— Start —

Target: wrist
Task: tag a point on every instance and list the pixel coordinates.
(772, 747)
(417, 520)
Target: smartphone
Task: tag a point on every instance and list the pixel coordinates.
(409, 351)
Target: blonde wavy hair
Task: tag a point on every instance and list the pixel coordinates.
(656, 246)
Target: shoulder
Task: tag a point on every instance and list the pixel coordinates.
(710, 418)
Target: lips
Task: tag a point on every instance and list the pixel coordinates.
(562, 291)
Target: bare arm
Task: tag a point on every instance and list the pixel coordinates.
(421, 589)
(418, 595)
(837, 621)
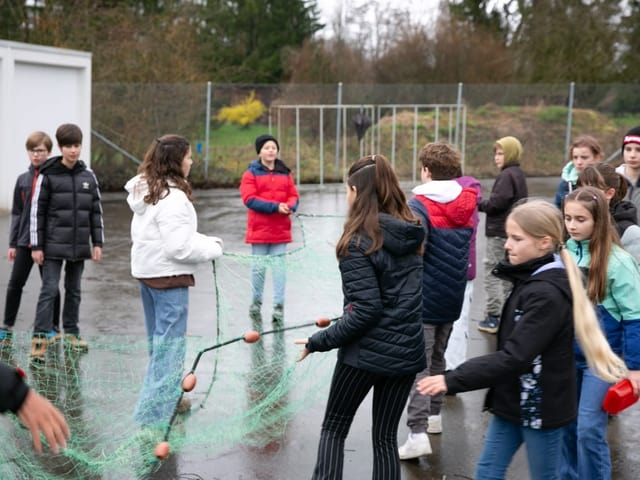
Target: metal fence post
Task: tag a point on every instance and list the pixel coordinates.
(338, 121)
(458, 105)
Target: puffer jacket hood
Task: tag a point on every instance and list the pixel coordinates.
(400, 237)
(512, 150)
(441, 191)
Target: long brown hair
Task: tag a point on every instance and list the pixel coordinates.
(601, 241)
(162, 167)
(377, 191)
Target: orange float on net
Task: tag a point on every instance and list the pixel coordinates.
(189, 382)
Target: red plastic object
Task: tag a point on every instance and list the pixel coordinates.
(619, 397)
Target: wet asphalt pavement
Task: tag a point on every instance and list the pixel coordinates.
(111, 306)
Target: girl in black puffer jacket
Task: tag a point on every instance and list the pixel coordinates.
(532, 375)
(380, 339)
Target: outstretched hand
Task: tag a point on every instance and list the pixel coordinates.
(432, 385)
(305, 351)
(39, 415)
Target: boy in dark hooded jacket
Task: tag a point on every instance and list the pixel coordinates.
(445, 210)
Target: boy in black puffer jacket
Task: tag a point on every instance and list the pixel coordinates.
(66, 218)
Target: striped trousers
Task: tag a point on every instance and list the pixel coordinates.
(349, 387)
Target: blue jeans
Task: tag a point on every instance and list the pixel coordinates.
(51, 271)
(165, 315)
(275, 257)
(585, 451)
(503, 440)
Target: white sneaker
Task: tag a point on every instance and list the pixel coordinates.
(435, 424)
(417, 445)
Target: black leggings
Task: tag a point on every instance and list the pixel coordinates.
(349, 387)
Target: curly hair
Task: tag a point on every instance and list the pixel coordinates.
(162, 167)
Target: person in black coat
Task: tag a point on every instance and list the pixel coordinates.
(532, 375)
(36, 412)
(66, 219)
(379, 337)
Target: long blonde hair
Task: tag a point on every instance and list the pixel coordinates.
(540, 219)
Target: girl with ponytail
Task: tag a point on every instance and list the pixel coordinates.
(612, 285)
(379, 337)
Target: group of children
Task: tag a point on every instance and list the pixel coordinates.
(560, 346)
(56, 220)
(405, 268)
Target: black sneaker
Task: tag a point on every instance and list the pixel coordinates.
(6, 335)
(489, 324)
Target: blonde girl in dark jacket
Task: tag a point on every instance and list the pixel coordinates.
(531, 376)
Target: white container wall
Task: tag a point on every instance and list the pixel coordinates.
(40, 89)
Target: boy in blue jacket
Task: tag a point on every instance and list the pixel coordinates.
(445, 210)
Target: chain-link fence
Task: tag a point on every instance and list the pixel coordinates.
(323, 128)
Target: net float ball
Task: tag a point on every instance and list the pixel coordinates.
(251, 336)
(189, 382)
(323, 322)
(162, 450)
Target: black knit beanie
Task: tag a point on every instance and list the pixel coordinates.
(262, 139)
(632, 136)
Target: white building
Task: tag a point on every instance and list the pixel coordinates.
(40, 89)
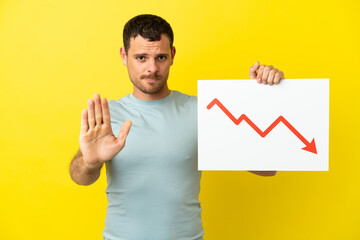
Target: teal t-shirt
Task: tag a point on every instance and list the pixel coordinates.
(153, 183)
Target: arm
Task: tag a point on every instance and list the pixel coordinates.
(97, 142)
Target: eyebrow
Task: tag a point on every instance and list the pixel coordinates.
(145, 54)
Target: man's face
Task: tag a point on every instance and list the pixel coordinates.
(148, 64)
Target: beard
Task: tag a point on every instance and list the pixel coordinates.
(150, 87)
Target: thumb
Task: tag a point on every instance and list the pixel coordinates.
(252, 70)
(124, 131)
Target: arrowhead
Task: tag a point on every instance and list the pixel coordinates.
(311, 147)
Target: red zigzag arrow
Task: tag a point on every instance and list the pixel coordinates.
(309, 146)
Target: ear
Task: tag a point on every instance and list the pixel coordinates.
(173, 51)
(123, 55)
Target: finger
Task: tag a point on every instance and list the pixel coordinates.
(277, 77)
(265, 75)
(252, 70)
(260, 73)
(106, 111)
(98, 111)
(91, 114)
(124, 131)
(272, 76)
(84, 122)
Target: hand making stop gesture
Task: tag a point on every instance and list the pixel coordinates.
(98, 144)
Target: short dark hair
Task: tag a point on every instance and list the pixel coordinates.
(147, 26)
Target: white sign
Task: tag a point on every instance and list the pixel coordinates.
(244, 125)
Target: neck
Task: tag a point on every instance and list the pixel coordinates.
(164, 92)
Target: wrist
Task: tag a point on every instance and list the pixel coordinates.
(92, 166)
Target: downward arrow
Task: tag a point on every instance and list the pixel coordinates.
(311, 147)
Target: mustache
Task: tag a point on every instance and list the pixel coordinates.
(153, 76)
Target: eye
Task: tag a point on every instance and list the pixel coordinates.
(141, 58)
(162, 58)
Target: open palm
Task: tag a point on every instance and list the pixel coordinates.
(97, 141)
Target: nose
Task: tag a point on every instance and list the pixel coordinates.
(152, 66)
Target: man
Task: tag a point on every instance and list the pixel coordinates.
(153, 182)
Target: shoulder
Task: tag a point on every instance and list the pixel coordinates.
(185, 98)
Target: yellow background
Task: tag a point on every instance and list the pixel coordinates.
(54, 55)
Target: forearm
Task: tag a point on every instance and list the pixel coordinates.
(264, 173)
(82, 173)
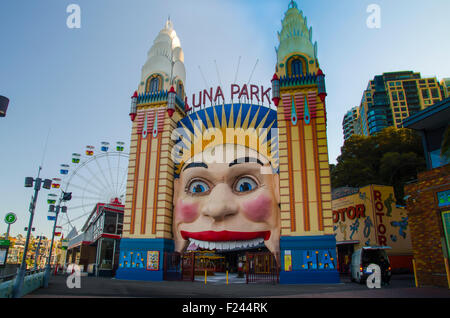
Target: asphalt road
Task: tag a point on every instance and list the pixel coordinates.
(93, 287)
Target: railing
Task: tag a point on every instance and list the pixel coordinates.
(33, 280)
(261, 267)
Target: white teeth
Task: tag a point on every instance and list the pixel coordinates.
(223, 246)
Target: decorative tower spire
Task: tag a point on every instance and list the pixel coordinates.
(295, 36)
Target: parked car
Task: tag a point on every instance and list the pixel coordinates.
(365, 256)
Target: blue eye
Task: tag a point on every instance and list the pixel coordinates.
(245, 184)
(197, 187)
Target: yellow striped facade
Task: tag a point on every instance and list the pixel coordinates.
(148, 206)
(305, 187)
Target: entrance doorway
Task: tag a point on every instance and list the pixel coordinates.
(344, 256)
(242, 266)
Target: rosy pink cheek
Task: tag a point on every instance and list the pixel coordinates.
(186, 212)
(259, 209)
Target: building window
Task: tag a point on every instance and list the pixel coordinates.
(180, 90)
(394, 96)
(296, 67)
(153, 84)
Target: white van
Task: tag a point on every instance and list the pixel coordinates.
(365, 256)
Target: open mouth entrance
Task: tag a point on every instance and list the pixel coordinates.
(225, 264)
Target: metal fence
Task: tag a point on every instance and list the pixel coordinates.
(33, 280)
(261, 267)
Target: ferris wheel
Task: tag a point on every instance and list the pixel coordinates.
(94, 176)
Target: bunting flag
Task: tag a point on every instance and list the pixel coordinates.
(64, 169)
(155, 126)
(76, 158)
(90, 150)
(307, 116)
(119, 146)
(56, 183)
(294, 117)
(144, 129)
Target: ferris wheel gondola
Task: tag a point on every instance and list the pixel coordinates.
(92, 178)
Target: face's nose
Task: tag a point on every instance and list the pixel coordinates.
(221, 203)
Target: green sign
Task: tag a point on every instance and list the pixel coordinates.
(4, 242)
(10, 218)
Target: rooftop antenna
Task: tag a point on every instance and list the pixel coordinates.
(251, 75)
(204, 80)
(235, 76)
(218, 75)
(237, 70)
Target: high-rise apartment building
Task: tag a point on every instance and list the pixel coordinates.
(392, 97)
(349, 124)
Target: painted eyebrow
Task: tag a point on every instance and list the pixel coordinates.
(196, 165)
(245, 160)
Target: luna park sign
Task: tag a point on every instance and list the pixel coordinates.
(251, 93)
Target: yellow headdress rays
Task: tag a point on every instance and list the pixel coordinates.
(252, 126)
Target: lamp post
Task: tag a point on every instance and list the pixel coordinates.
(4, 101)
(46, 184)
(36, 257)
(65, 196)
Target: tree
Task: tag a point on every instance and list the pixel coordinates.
(392, 157)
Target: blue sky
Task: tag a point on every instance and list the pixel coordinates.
(76, 83)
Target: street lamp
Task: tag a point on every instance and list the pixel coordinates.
(46, 184)
(4, 101)
(65, 196)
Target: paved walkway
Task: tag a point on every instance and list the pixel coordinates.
(400, 287)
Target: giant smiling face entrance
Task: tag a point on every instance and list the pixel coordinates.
(226, 196)
(231, 178)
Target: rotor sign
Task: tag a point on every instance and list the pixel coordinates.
(10, 218)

— End —

Begin at the line that has "Target: giant smiling face entrance" and continue through the end of the records. Write those lines out again, switching "smiling" to "grinning" and changing nothing else.

■ Reply
Target: giant grinning face entrance
Task: tag a point on every instance and list the pixel coordinates.
(226, 196)
(231, 178)
Target: rotor sign
Task: tag a point on every instance and list the pixel coordinates.
(10, 218)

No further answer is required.